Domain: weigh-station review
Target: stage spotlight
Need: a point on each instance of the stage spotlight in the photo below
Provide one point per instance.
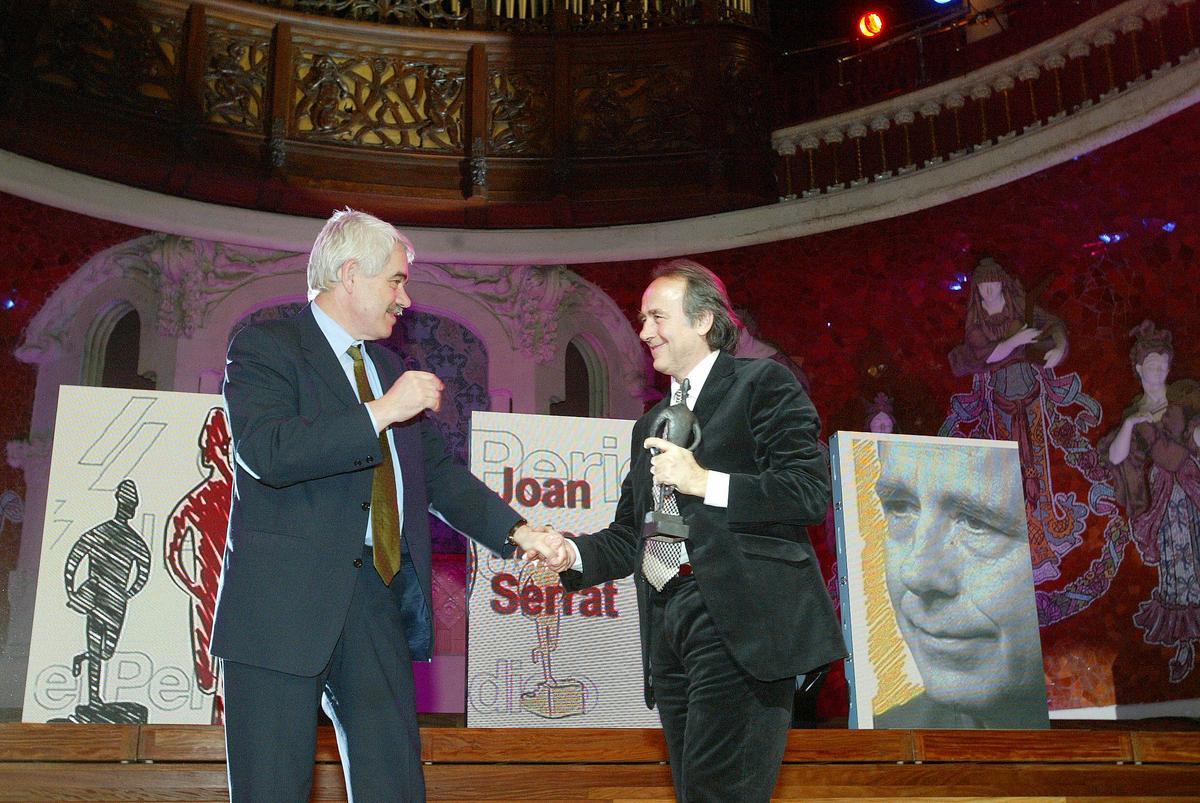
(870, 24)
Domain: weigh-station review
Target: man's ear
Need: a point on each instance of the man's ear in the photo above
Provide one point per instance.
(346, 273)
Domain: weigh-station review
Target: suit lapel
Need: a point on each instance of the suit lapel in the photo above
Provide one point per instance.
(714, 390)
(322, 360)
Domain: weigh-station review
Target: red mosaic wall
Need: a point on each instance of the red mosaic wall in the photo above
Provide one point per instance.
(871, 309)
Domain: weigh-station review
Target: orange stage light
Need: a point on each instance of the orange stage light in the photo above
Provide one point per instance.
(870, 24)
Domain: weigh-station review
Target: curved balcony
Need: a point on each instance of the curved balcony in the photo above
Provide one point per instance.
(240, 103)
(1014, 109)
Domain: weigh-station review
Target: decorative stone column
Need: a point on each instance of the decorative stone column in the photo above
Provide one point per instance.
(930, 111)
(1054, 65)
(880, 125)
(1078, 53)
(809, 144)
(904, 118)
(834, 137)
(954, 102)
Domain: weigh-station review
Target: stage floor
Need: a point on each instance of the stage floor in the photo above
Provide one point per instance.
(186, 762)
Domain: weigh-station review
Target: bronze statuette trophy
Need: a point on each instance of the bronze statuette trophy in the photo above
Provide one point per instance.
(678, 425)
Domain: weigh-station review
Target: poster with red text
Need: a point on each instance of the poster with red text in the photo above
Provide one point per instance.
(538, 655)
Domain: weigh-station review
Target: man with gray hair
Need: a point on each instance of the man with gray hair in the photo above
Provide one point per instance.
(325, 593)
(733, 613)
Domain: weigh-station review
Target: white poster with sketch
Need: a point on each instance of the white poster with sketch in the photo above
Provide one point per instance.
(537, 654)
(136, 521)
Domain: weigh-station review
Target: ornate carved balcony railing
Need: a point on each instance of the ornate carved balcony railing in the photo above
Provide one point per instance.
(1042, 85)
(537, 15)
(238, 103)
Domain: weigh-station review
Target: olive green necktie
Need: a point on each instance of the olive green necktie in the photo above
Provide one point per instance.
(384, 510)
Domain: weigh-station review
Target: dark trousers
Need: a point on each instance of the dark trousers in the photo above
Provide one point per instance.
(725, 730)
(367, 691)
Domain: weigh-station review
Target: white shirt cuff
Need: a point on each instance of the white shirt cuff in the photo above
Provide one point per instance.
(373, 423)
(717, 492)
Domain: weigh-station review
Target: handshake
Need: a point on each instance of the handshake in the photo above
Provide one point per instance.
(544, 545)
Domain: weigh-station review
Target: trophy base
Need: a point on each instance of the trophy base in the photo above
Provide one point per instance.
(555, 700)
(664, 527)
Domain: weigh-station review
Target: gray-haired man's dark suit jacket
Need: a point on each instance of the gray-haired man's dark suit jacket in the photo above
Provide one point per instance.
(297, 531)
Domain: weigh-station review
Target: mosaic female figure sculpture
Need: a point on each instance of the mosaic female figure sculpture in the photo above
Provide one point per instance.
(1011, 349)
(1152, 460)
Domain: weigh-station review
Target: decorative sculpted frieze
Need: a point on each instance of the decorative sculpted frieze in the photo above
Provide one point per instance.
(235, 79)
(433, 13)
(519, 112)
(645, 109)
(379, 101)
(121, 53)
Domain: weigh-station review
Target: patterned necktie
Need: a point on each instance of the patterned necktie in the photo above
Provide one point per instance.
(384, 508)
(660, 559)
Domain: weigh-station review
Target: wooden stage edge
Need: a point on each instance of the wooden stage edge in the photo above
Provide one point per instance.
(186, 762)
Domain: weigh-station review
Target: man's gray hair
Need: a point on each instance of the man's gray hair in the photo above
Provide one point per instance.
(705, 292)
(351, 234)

◆ Your instructions
If a line in the entries above contains the word "spotlight", copy it.

◆ Expected answer
Target: stage spotlight
Need: a point on each instance of the stage spotlight in the photo below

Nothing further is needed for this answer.